■ **CONSIGNES**: Dans l'entretien diffusé sur France Inter, à quelle famille politique J. Barrot appartient-il ?

■ **EXTRAIT DU TEXTE**:
* * * *

Média : France Inter

Texte intégral

S. Paoli - N'y a-t-il donc pas de pardon en politique - P. Le Marc posait la question à 7h55 -, à moins que la fidélité n'ait été préférée à l'expérience. J.-L. Debré a été élu, hier, président de l'Assemblée nationale, E. Balladur ayant choisi de retirer sa candidature au second tour. Les chiraquiens, aujourd'hui, disposent de tous les postes de commande politique de l'Etat. Jamais [il n'y a eu] autant de pouvoirs concentrés sous la Vème République ; est-ce que, paradoxalement, ce n'est pas aussi un handicap ?
- "Tout le monde s'étonne que "les chiraquiens", comme vous dites, soient dans des postes importants. Mais il y a un explication toute simple à cela, c'est que J. Chirac a gagné les élections présidentielle et législatives. Donc, cela me paraît tout à fait normal que le choix du peuple français soit suivi d'effets. J'ai entendu aussi beaucoup de commentaires, parlant d'une sorte de "mainmise" sur tous les rouages de l'Etat. Je voudrais quand même rappeler que les chiraquiens sont d'origines très diverses aujourd'hui et beaucoup de sensibilités sont représentées. J. Barrot est président du groupe UMP à l'Assemblée nationale, et il est de la famille centriste ; J.-P. Raffarin est Premier ministre, et il est de la famille libérale. Donc, vous voyez que la diversité des sensibilités est parfaitement respectée. Ce qui m'a paru important hier, au-delà de toute cette mousse qui disparaîtra - ce qu'il y a de bien avec l'actualité, c'est qu'elle ne dure pas, par définition, et donc la dramatisation de ce matin, sur cette espèce de bagarre du perchoir sera oubliée demain, et je crois qu'elle n'est pas justifiée -, c'est la réunion du bureau du groupe UMP ; c'est ce que je souhaitais depuis des années et des années. J'ai vu dans la même salle des parlementaires, des hommes et des femmes, issus de ces différentes sensibilités, qui avaient été élus dans une procédure parfaitement démocratique et transparente, et qui travaillaient enfin, ensemble, pour réaliser maintenant les objectifs que nous nous sommes fixés. C'est une novation très profonde."

* * * *

■ **DONNÉES RECUEILLIES**:

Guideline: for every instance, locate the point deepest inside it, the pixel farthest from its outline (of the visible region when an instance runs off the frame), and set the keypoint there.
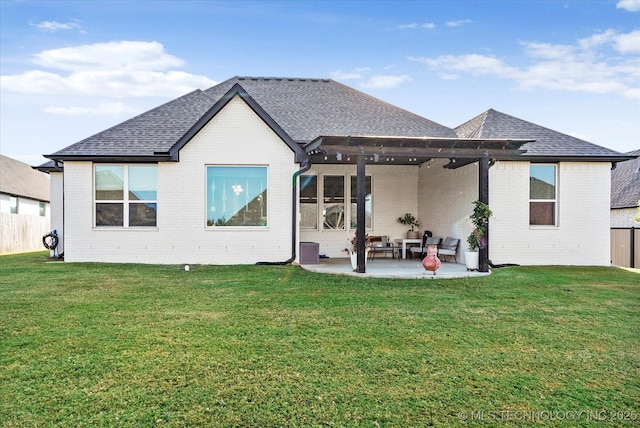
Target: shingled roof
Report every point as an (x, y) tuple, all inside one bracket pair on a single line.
[(625, 183), (19, 179), (303, 108), (548, 144), (308, 108)]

* * * *

■ **RÉPONSE**: La famille centriste.